Source records
•••

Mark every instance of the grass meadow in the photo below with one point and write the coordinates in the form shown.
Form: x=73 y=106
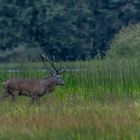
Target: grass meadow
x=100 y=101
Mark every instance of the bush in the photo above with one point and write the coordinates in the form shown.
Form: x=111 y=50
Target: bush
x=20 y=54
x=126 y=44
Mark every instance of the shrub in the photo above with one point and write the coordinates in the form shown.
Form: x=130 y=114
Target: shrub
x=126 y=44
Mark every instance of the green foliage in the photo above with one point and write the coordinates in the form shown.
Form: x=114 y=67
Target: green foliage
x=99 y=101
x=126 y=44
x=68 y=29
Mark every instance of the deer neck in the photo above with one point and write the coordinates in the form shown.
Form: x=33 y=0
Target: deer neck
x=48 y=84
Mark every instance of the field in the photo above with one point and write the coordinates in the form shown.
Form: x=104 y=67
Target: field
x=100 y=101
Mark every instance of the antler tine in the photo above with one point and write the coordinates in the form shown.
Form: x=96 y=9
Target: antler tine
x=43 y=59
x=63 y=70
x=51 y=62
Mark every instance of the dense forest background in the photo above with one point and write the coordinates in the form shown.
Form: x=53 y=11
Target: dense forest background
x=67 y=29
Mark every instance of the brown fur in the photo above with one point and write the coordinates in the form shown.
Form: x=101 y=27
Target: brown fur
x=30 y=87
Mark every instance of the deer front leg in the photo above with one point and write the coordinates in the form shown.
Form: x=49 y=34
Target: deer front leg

•••

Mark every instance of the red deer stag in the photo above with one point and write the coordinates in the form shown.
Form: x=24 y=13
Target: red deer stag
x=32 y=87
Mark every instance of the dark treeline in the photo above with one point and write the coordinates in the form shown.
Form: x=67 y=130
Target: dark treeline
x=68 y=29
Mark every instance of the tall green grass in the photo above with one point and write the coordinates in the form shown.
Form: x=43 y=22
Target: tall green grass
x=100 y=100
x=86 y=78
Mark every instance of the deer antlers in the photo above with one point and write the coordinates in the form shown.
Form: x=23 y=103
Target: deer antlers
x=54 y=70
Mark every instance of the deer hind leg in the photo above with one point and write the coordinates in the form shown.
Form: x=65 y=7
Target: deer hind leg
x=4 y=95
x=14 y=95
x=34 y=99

•••

**TASK**
Return all lines above that mention the word "front".

**EXERCISE OUTPUT**
Mark every instance of the deer front leg in the photo above with one point and write the coordinates in the form shown.
Target: deer front leg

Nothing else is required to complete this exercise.